Stored entries

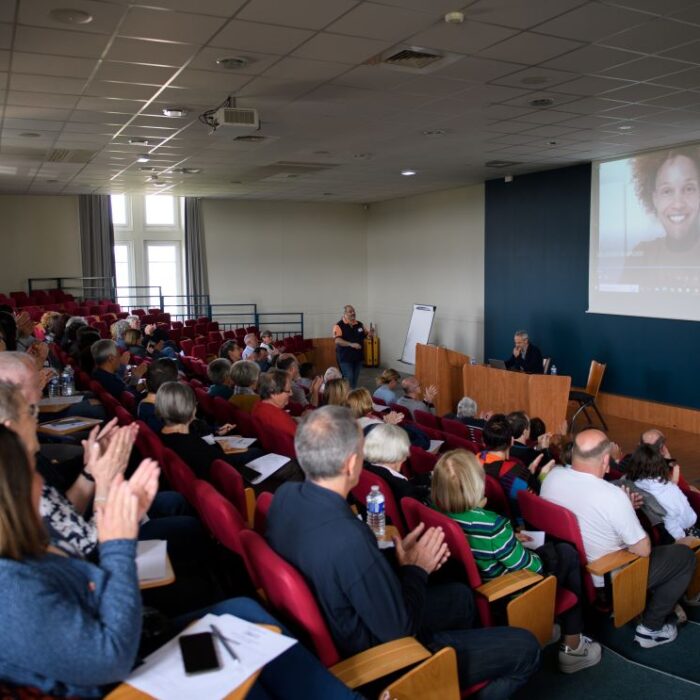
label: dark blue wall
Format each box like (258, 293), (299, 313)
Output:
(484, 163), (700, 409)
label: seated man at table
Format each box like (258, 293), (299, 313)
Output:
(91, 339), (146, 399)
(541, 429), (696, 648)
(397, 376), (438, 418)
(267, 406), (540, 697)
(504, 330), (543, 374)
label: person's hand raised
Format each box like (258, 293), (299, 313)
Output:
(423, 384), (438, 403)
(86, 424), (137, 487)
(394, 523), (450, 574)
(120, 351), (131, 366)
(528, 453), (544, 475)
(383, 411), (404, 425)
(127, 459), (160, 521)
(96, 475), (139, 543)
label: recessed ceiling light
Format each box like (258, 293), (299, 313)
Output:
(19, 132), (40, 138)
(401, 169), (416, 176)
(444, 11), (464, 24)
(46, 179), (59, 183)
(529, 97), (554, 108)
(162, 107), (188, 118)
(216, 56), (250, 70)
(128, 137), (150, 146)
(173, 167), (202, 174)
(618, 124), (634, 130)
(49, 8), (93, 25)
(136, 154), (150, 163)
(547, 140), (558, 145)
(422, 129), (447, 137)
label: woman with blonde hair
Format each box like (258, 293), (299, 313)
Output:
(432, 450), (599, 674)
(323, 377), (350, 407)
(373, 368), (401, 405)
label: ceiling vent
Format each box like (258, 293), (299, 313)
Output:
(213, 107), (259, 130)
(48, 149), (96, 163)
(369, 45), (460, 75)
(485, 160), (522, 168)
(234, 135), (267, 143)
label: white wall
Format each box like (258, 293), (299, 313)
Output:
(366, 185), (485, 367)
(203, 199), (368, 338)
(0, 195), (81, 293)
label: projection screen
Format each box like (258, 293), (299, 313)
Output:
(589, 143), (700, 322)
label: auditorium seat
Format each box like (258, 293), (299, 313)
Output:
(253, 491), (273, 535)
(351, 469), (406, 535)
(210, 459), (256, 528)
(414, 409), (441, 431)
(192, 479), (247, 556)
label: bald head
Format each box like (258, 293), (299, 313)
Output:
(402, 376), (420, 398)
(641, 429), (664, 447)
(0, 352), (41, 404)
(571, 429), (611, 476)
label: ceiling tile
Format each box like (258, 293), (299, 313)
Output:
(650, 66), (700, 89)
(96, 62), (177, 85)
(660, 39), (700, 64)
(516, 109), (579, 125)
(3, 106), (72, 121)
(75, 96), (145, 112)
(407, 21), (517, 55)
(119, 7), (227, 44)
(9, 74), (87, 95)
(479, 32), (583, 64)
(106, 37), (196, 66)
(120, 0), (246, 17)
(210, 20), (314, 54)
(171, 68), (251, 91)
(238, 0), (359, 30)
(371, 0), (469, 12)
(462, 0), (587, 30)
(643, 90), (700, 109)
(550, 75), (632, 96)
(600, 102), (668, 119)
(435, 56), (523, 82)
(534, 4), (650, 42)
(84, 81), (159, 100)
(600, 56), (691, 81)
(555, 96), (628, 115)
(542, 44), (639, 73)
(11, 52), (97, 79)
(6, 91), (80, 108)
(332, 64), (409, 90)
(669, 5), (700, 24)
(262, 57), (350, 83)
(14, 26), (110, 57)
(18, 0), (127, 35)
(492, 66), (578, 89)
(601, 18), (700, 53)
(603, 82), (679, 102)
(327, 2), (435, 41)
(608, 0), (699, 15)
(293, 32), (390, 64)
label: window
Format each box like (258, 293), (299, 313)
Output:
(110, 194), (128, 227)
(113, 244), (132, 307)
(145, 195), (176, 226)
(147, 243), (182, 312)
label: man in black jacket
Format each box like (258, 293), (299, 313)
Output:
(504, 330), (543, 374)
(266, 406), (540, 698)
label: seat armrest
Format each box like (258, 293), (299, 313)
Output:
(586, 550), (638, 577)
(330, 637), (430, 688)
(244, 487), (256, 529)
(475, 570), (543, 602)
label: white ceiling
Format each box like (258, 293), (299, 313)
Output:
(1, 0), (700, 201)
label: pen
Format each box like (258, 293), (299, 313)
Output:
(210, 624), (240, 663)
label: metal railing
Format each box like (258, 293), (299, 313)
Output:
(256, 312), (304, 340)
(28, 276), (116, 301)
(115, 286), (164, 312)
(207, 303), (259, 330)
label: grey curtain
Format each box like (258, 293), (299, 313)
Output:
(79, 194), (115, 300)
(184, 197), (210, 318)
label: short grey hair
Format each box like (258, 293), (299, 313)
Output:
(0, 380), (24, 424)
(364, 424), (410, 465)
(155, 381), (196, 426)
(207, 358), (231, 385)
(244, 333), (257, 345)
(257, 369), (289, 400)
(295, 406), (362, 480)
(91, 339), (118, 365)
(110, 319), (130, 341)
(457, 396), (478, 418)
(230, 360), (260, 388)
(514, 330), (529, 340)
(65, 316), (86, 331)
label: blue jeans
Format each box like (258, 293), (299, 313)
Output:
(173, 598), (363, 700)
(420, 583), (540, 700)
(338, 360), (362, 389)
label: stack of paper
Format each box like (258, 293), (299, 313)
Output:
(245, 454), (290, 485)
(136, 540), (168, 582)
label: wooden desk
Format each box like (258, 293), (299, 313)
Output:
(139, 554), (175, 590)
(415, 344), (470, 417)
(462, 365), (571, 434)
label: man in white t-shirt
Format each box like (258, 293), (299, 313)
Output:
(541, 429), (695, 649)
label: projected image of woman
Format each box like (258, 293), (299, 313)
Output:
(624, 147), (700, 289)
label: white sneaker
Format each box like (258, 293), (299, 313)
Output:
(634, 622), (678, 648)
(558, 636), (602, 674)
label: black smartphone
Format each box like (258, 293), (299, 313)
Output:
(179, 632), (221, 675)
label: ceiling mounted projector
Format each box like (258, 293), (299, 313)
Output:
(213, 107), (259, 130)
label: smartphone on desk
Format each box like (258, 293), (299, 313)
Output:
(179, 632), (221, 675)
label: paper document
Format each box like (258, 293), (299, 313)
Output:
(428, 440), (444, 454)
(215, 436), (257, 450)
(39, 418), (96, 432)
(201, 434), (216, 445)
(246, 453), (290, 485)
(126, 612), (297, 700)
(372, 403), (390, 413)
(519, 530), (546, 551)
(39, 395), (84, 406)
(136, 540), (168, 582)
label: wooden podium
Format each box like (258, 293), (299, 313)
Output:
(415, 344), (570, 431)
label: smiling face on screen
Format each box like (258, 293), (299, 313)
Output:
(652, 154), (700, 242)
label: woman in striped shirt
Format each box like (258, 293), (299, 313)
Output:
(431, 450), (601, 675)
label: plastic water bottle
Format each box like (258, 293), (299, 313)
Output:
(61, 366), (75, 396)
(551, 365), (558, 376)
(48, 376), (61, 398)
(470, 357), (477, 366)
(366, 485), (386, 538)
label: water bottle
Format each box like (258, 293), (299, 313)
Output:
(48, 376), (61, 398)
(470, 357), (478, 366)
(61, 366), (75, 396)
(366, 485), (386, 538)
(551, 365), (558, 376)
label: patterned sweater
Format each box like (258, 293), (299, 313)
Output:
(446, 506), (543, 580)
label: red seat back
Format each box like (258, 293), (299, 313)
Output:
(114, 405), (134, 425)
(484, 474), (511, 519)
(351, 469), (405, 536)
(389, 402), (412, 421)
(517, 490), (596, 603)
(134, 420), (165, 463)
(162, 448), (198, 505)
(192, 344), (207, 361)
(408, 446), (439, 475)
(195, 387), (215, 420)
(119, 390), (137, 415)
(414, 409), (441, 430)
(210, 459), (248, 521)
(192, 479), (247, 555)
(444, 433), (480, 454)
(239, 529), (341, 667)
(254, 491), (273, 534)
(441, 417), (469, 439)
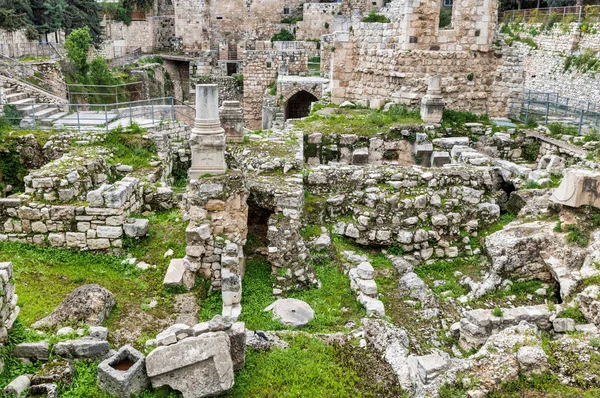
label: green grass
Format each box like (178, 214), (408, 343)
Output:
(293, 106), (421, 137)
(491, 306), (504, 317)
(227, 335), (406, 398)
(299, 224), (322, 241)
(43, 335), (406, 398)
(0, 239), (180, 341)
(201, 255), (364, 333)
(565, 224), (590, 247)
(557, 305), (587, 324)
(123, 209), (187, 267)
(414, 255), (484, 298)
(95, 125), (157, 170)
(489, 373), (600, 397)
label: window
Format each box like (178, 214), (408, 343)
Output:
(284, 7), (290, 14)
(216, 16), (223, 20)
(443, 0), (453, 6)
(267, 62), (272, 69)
...
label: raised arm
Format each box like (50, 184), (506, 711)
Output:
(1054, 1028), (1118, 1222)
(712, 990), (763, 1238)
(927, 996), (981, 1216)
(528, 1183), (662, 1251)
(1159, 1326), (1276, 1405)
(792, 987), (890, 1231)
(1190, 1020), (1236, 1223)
...
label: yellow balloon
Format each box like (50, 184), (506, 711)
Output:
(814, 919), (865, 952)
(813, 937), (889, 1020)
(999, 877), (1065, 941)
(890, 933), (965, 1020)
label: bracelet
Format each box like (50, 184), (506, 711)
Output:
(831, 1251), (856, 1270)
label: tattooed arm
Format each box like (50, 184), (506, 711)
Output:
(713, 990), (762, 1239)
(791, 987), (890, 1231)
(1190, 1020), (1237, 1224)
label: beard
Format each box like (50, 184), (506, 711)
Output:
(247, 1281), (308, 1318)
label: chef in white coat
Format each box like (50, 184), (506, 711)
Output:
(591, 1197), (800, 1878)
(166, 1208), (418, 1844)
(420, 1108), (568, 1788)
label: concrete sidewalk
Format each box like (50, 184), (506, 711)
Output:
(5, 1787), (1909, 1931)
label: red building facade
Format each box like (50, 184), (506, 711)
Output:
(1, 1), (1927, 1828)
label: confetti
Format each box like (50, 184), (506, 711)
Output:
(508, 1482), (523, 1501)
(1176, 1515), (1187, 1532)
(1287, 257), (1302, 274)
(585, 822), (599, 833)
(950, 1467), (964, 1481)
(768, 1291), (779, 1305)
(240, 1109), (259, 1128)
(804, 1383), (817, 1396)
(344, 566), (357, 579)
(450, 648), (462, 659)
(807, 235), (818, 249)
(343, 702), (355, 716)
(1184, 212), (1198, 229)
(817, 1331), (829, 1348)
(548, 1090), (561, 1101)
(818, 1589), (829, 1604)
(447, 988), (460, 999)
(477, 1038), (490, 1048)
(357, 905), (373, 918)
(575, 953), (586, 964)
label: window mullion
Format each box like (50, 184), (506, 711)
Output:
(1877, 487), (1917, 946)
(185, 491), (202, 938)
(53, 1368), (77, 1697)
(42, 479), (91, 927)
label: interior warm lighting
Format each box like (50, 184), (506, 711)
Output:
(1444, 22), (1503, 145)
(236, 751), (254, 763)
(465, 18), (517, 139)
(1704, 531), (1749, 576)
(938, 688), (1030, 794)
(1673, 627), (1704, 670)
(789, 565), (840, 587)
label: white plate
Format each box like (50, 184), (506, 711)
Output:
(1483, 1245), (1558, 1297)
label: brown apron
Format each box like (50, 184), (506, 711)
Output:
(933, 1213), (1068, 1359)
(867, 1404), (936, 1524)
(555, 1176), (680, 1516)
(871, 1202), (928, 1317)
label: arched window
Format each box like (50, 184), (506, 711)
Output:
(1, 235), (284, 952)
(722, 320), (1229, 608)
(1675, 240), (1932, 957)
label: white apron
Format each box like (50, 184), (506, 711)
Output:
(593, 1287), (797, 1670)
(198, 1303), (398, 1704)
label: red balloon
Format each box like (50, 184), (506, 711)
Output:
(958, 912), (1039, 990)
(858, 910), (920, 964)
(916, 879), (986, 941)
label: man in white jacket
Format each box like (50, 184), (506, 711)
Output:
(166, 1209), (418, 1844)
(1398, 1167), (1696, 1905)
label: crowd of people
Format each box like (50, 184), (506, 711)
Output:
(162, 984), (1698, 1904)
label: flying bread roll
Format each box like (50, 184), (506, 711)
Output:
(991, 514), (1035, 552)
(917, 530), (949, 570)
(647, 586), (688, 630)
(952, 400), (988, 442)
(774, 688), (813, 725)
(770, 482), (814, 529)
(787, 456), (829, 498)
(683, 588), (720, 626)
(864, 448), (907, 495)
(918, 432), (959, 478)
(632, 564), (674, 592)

— ASSIGNMENT —
The expected answer is every line above in which the word "jacket" appears.

— EXERCISE RESULT —
label: man in black jacket
label: man in white jacket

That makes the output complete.